**Exercises**
**a)** Copy the passive radiator post word for word, starting with "Saturday, August 21, 2021" and going on through "would you use one?".
**b)** According to the passive radiator post, what other name are passive radiators called?
**c)** Continue the blog post on passive radiators from the point where it stops.

====== Source document ======

Saturday, August 21, 2021

Passive Radiators


An 8" Passive Radiator on the Back Side of a Small BoomBox

 

What exactly is a passive radiator, when and why would you use one?

I remember my first encounter with a passive radiator.  I was in high school and I was browsing a catalog (way back in the stone age before we had the internet).  I was smitten with some very sexy tower speakers that had multiple 6.5" drivers.  Reading through the stats I noticed that 2 of the 3 drivers were passive radiators.  That same catalog had pre-loaded car audio subwoofer enclosures designed to fit under the front seat of a car, these designs used passive radiators, also called drone cones.  Several manufactures have made these over the years.  The modern version is the JBL Fuse, pictured below.  My initial gut reaction was that this was a rip-off.  A speaker with no magnet or voice coil that gave the illusion of multiple drivers.  I could not have been more wrong.

JBL Fuse Subwoofer (Click on Image to View on Amazon)

It turns out that these drone cones have some interesting uses and are a great way to get some extra bass out of small enclosures.  Back in the 1970's when Kicker started building subwoofer cabinets for cars they used passive radiators.  Why?  Because passive radiators shine when you are trying to build small enclosures designed to fit into tight spaces.  Kicker has even brought back a line of enclosures that utilize passive radiators.  Heck they will even sell you a passive radiator that you can use in your own custom enclosure.  


Kicker 8" Passive Radiator (Click on the Image to View on Amazon)

What is it and when do you use one?

====== Dataset excerpt ======

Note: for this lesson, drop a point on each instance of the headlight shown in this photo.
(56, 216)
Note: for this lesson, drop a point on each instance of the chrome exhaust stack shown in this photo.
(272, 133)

======

**Responses by task**
**a)**
Saturday, August 21, 2021

Passive Radiators


An 8" Passive Radiator on the Back Side of a Small BoomBox

 

What exactly is a passive radiator, when and why would you use one?

**b)** Drone cones.

**c)**
For all practical purposes a passive radiator is nothing more than a very complex port.  That sounds strange.  I have a blog post on how a port works.  Here is the tl;dr version.  When a subwoofer compresses and rarefies the air in a ported enclosure it will cause the air in the port to resonate. The port air has mass, so it takes some effort to move it, so it only resonates at a very specific band of frequencies.  When you do move it it will cause sound waves in the exact same way that a speaker cone causes sound waves.  You can adjust the port tuning by changing the opening (the cross section) and the length of the port. 

Passive radiators have mass, you tune them by increasing they size (or number) and by adding additional mass to them.  They are not as effective as ports, and they can be a lot more expensive.  But they have one specific situation where they really shine.  Small enclosures.

As I discuss in my port tuning series on YouTube as the enclosure gets smaller the port has to get longer in order to maintain the same tuning frequency.  

 



So if you want to fit a ported enclosures behind the seat of a regular cab truck, under the seat of a crew cab truck, under the front seat of a car, or ANY other tight spot you will need to make the enclosure very small. So then you need an absurdly long port.  You can't get the port to fit in the required space, so you use a passive radiator.  There really is no other good reason to use one.  I will say that again just so we are clear.  A port will out-perform a passive radiator at a lower cost in all but one case, when you are trying to make a very small enclosure.


JBL Bluetooth Speaker (click on image to view on Amazon)

 

Passives also work very well in boomboxes and "Pill" shaped Bluetooth speakers.  Parts express offers several compact Bluetooth boomboxes that make use of a passive radiator.  

 



I own a quad-cab dodge truck and I desperately need some upgraded bass.  So I have been experimenting with pervasive radiators.  My eventual plan is to create a custom fiberglass enclosure and make use of passive radiators to kick my performance up to the next level.  I have already experimented with some test boxes and have learned a lot about them.  Stay tuned so you can see what happens when I figure out how to work with fiberglass!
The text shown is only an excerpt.